* _Stated exercise_
Which lines in the listing below contain the word "poster"? Show each of them in full.

* _Entries shown_
>>

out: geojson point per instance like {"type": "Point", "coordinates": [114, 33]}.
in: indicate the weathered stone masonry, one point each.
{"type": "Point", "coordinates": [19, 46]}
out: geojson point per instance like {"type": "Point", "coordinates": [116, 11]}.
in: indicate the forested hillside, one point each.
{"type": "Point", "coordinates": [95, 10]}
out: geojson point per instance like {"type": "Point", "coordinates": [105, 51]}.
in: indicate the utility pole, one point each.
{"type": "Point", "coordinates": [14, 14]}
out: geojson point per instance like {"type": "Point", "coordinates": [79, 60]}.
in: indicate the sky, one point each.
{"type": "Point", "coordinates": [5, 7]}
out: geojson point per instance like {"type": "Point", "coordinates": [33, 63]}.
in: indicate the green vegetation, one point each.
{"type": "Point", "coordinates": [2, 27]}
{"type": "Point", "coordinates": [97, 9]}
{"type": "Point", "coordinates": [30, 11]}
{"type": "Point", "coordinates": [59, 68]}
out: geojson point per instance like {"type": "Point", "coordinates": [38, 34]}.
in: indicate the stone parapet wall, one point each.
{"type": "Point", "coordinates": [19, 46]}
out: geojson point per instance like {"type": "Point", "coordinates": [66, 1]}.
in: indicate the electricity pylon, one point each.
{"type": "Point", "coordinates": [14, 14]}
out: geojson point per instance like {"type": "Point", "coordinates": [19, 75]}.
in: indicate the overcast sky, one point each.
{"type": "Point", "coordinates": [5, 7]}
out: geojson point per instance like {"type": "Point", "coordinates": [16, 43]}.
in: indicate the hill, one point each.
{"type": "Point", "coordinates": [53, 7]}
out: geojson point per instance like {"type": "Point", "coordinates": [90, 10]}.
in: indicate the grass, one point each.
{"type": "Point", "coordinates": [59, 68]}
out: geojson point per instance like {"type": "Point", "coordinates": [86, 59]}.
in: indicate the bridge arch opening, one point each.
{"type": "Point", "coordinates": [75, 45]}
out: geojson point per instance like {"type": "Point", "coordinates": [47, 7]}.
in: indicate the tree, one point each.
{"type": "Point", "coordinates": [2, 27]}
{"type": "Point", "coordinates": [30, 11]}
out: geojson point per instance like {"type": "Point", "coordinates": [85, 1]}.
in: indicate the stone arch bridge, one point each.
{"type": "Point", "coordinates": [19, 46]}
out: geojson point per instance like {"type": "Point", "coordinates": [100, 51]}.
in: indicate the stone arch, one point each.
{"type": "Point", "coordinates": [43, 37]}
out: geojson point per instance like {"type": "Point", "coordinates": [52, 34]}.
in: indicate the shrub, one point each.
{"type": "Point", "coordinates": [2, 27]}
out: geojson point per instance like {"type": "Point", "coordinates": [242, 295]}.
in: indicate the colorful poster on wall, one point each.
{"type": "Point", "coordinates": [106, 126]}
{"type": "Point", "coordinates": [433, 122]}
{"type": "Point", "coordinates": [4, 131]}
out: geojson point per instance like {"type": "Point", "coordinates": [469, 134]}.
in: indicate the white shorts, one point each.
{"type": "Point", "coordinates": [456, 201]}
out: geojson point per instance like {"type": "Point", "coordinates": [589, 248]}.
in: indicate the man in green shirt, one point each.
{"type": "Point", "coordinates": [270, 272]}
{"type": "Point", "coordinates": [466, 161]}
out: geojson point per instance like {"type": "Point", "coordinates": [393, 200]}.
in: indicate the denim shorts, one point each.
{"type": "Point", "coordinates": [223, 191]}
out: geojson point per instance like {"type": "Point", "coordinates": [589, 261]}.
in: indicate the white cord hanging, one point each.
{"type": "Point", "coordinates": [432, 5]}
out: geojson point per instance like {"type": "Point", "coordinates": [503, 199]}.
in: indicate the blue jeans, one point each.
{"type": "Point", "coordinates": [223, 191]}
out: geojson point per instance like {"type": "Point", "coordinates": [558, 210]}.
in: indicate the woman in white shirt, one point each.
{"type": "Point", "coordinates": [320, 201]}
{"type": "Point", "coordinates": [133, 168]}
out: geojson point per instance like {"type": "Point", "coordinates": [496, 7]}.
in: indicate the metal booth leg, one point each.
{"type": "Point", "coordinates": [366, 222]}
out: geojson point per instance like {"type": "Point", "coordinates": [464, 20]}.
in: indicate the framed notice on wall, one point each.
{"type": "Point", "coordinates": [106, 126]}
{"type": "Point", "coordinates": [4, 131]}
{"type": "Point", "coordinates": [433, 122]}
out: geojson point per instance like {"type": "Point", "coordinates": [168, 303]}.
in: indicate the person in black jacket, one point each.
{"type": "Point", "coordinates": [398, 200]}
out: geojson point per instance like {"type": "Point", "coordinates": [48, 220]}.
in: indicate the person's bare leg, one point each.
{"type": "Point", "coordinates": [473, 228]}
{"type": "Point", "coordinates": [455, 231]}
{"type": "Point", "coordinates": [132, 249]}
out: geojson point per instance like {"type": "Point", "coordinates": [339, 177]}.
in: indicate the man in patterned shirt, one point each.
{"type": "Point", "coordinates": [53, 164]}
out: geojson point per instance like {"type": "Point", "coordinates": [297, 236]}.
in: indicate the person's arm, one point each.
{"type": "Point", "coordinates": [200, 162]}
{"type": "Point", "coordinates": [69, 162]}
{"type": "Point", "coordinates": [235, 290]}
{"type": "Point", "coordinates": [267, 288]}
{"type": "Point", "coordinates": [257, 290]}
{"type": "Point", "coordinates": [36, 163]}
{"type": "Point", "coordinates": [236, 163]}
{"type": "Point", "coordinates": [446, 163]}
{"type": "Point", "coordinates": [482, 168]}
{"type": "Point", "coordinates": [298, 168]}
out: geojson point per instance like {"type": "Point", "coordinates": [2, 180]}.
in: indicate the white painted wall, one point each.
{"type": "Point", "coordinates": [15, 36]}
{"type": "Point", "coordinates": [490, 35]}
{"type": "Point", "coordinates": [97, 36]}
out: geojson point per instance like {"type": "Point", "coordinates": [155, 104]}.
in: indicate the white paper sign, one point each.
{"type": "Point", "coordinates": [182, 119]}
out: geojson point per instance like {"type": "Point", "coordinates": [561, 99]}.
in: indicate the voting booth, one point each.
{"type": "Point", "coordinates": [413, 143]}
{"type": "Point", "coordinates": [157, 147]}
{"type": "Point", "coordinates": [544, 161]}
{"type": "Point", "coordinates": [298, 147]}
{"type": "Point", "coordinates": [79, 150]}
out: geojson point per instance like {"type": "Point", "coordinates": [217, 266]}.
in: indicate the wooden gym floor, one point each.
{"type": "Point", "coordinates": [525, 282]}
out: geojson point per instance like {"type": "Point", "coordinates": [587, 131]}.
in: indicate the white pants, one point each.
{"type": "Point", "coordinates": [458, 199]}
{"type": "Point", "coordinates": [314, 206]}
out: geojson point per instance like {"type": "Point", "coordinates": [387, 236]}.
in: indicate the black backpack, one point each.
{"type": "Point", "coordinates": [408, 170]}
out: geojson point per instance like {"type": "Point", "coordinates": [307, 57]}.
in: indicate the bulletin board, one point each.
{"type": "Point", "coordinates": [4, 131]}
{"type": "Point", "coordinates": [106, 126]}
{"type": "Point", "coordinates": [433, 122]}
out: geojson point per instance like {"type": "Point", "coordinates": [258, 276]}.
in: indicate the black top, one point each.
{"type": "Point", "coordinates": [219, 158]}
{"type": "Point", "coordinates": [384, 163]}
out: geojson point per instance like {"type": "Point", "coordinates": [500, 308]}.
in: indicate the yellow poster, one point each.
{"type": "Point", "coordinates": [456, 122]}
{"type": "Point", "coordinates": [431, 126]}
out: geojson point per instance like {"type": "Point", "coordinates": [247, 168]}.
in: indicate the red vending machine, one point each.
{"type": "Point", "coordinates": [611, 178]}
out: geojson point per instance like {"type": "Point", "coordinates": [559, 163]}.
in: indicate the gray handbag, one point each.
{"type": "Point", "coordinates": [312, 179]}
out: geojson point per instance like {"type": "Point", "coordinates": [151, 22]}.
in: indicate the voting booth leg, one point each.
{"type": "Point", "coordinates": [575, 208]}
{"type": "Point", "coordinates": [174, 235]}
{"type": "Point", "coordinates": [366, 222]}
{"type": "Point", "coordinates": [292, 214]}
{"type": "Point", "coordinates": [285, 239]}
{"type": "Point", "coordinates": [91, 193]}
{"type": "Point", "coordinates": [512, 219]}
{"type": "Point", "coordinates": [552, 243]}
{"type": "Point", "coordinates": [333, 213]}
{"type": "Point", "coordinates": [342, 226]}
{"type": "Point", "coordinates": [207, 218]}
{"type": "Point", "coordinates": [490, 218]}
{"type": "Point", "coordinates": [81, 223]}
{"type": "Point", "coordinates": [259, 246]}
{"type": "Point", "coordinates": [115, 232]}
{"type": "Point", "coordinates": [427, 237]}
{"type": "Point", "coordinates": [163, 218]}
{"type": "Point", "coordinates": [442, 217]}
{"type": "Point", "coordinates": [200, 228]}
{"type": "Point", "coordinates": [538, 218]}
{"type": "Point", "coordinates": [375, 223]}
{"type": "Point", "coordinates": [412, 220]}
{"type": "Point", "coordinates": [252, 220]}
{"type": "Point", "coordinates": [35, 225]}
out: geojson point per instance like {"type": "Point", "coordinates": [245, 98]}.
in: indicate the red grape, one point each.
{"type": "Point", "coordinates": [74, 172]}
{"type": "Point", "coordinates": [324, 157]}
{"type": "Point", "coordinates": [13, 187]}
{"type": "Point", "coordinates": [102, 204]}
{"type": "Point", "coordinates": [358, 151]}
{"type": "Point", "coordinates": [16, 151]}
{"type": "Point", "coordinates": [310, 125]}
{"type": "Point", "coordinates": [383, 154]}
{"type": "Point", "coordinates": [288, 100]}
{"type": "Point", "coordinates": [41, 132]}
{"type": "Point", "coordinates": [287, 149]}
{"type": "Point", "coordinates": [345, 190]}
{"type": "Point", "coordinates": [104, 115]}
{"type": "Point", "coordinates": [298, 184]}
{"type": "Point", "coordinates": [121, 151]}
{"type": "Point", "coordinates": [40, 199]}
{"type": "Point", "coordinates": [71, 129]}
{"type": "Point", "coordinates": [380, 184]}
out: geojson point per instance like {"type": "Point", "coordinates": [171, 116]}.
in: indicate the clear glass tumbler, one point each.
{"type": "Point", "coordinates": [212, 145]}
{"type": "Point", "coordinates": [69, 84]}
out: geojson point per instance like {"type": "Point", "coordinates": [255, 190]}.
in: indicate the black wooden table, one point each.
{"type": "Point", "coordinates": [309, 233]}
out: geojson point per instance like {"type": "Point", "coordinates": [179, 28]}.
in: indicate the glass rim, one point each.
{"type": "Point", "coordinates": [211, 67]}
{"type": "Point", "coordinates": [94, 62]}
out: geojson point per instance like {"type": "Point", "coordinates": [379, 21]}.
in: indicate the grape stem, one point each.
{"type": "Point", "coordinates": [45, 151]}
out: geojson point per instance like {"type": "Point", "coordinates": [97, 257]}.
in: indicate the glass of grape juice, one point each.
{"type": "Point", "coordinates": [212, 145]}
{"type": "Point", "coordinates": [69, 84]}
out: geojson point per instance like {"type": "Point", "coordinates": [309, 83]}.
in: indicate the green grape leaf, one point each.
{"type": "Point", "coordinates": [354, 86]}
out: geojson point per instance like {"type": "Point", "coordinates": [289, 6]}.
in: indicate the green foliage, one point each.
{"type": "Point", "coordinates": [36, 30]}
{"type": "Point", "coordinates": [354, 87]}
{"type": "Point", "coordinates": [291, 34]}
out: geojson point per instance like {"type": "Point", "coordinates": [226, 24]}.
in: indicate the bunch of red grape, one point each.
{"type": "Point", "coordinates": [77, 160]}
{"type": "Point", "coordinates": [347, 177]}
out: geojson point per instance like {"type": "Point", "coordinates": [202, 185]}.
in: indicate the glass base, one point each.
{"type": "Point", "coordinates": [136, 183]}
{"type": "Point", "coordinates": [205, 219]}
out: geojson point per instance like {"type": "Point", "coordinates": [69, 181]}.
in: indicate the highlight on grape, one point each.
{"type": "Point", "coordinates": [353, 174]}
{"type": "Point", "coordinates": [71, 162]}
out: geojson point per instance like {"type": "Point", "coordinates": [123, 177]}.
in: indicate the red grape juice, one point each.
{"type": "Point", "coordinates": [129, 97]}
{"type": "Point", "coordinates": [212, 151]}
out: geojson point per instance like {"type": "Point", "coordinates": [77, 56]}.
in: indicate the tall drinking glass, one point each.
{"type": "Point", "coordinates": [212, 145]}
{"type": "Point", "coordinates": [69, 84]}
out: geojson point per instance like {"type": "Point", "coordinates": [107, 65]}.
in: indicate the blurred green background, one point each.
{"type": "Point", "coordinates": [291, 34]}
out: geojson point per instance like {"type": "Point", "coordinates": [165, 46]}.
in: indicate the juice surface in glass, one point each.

<<

* _Task response_
in: indicate the colorful poster on wall, one point each.
in: indicate the yellow poster, one point each.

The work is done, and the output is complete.